> _PAGE_:
....................

L'Amérique latine face à la guerre Israël-Hamas
La guerre au Proche-Orient a suscité de nombreuses réactions en Amérique latine et a exacerbé les tensions entre la région et Israël.
En Bref
L’attaque terroriste du Hamas en Israël a suscité la consternation en Amérique latine même si certains chefs d’Etat ont été plus mesurés que d’autres.
Beaucoup condamnent aujourd’hui avec force la riposte israélienne quitte à rompre les relations diplomatiques avec l’Etat hébreu.
Le Brésil qui a tenté d’incarner une voie d’équilibre au Conseil de sécurité de l’ONU a vu ses relations diplomatiques se dégrader avec Israël.
Plus d’un mois après l’attaque terroriste du Hamas en Israël, le conflit au Proche-Orient s’est immiscé dans le débat politique en Amérique latine. Les chefs d’Etat latino-américains se sont emparés de ce conflit alors qu’on déplorait au 11 octobre 12 morts et 25 disparus latino-américains.
Si traditionnellement la position de la plupart des pays latino-américains sur le conflit israélo-palestinien est celle aspirant à la reconnaissance de deux Etats, les réactions après les événements du 7 octobre ont révélé d’avantage de nuances.
Les gouvernements de droite (Equateur, Guatemala, Pérou, Paraguay, Costa Rica, Uruguay) ont globalement exprimé un soutien fort à Israël, tout en s’inquiétant d’une escalade de la violence (à l’exception du Salvador où Nayib Bukele à appelé à la destruction du Hamas). Certains leaders de gauche ont condamné les attaques terroristes du Hamas (Brésil, Chili, Argentine) mais parfois de façon tardive ou mesurée et sans forcément les qualifier de terroristes (Mexique, Bolivie). Les dirigeants du Nicaragua et du Venezuela ont quant à eux surtout condamné la politique colonialiste d’Israël en Palestine, conformément à leurs positions anti-impérialistes. Nicolas Maduro a dénoncé un “génocide” israélien à l’encontre des Palestiniens.
L’une des réactions les plus remarquées a été celle du président colombien Gustavo Petro qui a comparé dans un tweet du 9 octobre la situation de Gaza au camp de concentration d’Auschwitz, qualifiant de “néonazis” ceux qui voulaient la destruction du peuple palestinien et condamnant avec fermeté la politique colonialiste d’Israël en Palestine. Une position qui a entrainé de vives réactions de la part des chancelleries israélienne et américaine mais aussi de la part d’anciens ministres et intellectuels colombiens.
Le Brésil, qui présidait le Conseil de sécurité de l’ONU en octobre, à tenter d’incarner une voix d’équilibre. Le président Lula, qui souhaite s’afficher en tant que leader du “Sud global” a souhaité unifier les pays latino-américains autour de la condamnation des actes terroristes du Hamas et de la mise en place d’un cessez-le-feu. Cette position a donné lieu le 18 octobre à une résolution votée par la France mais rejetée par le véto américain.

....................

> _TRAVAIL À RÉALISER_:
A: Restituez sans aucune modification le passage de l'article sur l'Amérique latine et la guerre Israël-Hamas qui va de « Le Brésil qui » jusqu'à « 25 disparus latino-américains. ».
B: Rédigez la suite de l'article sur l'Amérique latine et la guerre Israël-Hamas en partant de sa dernière phrase.

> _DONNÉES AFFICHÉES_:

....................

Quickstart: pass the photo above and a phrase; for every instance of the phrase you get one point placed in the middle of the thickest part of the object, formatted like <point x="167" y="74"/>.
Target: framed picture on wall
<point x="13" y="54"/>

....................

> _RÉPONSES_:
A:
Le Brésil qui a tenté d’incarner une voie d’équilibre au Conseil de sécurité de l’ONU a vu ses relations diplomatiques se dégrader avec Israël.
Plus d’un mois après l’attaque terroriste du Hamas en Israël, le conflit au Proche-Orient s’est immiscé dans le débat politique en Amérique latine. Les chefs d’Etat latino-américains se sont emparés de ce conflit alors qu’on déplorait au 11 octobre 12 morts et 25 disparus latino-américains.

B:
Malgré les bonnes intentions du gouvernement brésilien, la riposte israélienne à Gaza a exacerbé les tensions entre plusieurs pays latino-américains et Israël. L’attitude de certains chefs d’Etat a évolué vers une condamnation ferme des frappes de l’Etat hébreu dans la bande de Gaza. La Bolivie a été le premier pays latino-américain à rompre ses relations diplomatiques avec l’Etat hébreu le 31 octobre alors que la Colombie, le Chili et le Honduras ont rappelé leurs ambassadeurs à Israël pour consultation. Le président Lula a également revu sa position et renvoie désormais dos à dos Israël et le Hamas, accusant le gouvernement de Netanyahu de “tuer des innocents sans aucun critère” à Gaza. Une position qui a suscité l’indignation parmi la communauté juive brésilienne.
Les relations entre le Brésil et Israël sont particulièrement tendues ces dernières semaines. Un groupe de 32 civils brésiliens présents à Gaza a été évacué vers l’Egypte ce dimanche. Lula a déploré la lenteur avec laquelle ces ressortissants brésiliens ont été évacués, alimentant ses critiques envers Israël. La semaine dernière, le Mossad (services de renseignement israéliens) affirmait avoir aidé le Brésil dans l’arrestation à Sao Paulo de deux personnes soupçonnées d’appartenir au Hezbollah et de préparer une attaque terroriste. Le communiqué du Mossad a été critiqué par le ministre de la justice brésilien, affirmant que le Brésil était un “pays souverain” et “qu’aucune force étrangère ne donnait d’ordre à la police fédérale brésilienne”.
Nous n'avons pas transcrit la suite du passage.